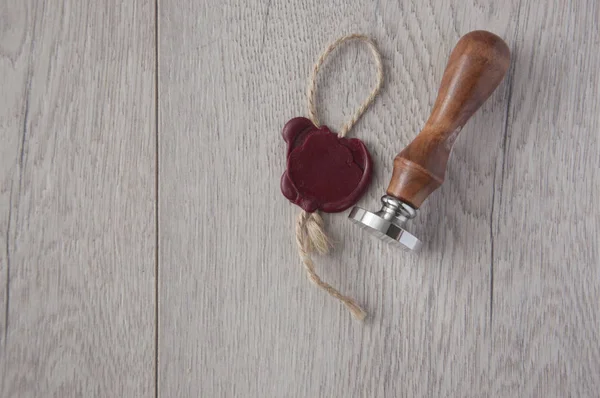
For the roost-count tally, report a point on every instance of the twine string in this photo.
(312, 111)
(310, 233)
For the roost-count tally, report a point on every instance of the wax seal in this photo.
(324, 171)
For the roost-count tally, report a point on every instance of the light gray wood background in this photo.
(147, 250)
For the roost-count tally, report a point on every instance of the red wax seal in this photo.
(324, 172)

- Prompt: Each entry above has to be set down again verbatim, except for its pictures.

- Result below:
For the roost-count tally, report a point on every instance of the twine string in this photo.
(312, 111)
(310, 233)
For the roost-count tally, report a point on every instance of the wax seal in this photo.
(324, 171)
For the roost-count tally, report a point on every instance of the light gray wood background in this photo.
(147, 250)
For the roost-count tally, report a point on every instance of the red wax seal in this photo.
(324, 172)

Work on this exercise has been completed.